── TEXT FOR ANALYSIS

3. The non-transitory computer-readable recording medium according to claim 2, wherein the reference energy is any one of minimum energy, maximum energy, average energy, median energy, or mode energy specified based on the energy corresponding to the protein.
4. The non-transitory computer-readable recording medium according to claim 1, wherein the process further includes inferring energy of a protein to be evaluated by acquiring structural information of the protein to be evaluated and inputting structural information of the protein to be evaluated to the model trained by the training processing.
5. The non-transitory computer-readable recording medium according to claim 1, wherein the process further includes training a high-dimensional neural network potential (HDNNP) as the model.
6. The non-transitory computer-readable recording medium according to claim 1, wherein the energy corresponding to the protein is time-series energy of the protein.
7. An information processing method comprising:
acquiring training data in which structural information of a protein is used as input data and a difference between reference energy specified based on energy corresponding to the protein and the energy is used as correct data; and
training a model for inferring energy of the protein based on the training data, by using a processor.
8. The information processing method according to claim 7, wherein the correct data of the training data further includes the reference energy, and the information processing method is further includes training the model based on the training data in which the reference energy is further included in the correct data.
9. The information processing method according to claim 8, wherein the reference energy is any one of minimum energy, maximum energy, average energy, median energy, or mode energy specified based on the energy corresponding to the protein.
10. The information processing method according to claim 7, further including inferring energy of a protein to be evaluated by acquiring structural information of the protein to be evaluated and inputting structural information of the protein to be evaluated to the model trained by the training processing.
11. The information processing method according to claim 7, further including training a high-dimensional neural network potential (HDNNP) as the model.
12. The information processing method according to claim 7, wherein the energy corresponding to the protein is time-series energy of the protein.

────
── INFORMATION

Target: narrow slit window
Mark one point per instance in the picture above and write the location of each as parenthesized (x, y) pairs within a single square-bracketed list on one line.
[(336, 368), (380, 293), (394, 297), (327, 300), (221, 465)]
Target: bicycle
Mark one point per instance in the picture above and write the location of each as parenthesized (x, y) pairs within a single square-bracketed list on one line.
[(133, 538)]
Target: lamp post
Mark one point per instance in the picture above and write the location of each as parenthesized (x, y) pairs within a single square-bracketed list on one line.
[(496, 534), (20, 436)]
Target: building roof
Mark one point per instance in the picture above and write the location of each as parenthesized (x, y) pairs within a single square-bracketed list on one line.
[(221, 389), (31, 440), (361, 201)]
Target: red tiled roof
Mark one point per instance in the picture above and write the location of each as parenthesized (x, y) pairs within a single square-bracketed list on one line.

────

CHECK YOUR UNDERSTANDING:
1) Reproduce everything in the patent claims from "7. An information" down to "using a processor.".
2) Carry on the patent claims from the point where they end.

RESULTS BY TASK:
1)
7. An information processing method comprising:
acquiring training data in which structural information of a protein is used as input data and a difference between reference energy specified based on energy corresponding to the protein and the energy is used as correct data; and
training a model for inferring energy of the protein based on the training data, by using a processor.

2)
13. An information processing device comprising:
a memory; and
a processor coupled to the memory and configured to:
acquire training data in which structural information of a protein is used as input data and a difference between reference energy specified based on energy corresponding to the protein and the energy is used as correct data; and
train a model for inferring energy of the protein based on the training data.
14. The information processing device according to claim 13, wherein the correct data of the training data further includes the reference energy, and the processor is further configured to train the model based on the training data in which the reference energy is further included in the correct data.
15. The information processing device according to claim 14, wherein the reference energy is any one type of energy out of minimum energy, maximum energy, or average energy specified based on time-series energy of the protein.
16. The information processing device according to claim 13, wherein the processor is further configured to infer energy of a protein to be evaluated by acquiring structural information of the protein to be evaluated and inputting structural information of the protein to be evaluated to the model trained by the training processing.
17. The information processing device according to claim 13, wherein the processor is further configured to training a high-dimensional neural network potential (HDNNP) as the model.
18. The information processing device according to claim 13, wherein the energy corresponding to the protein is time-series energy of the protein.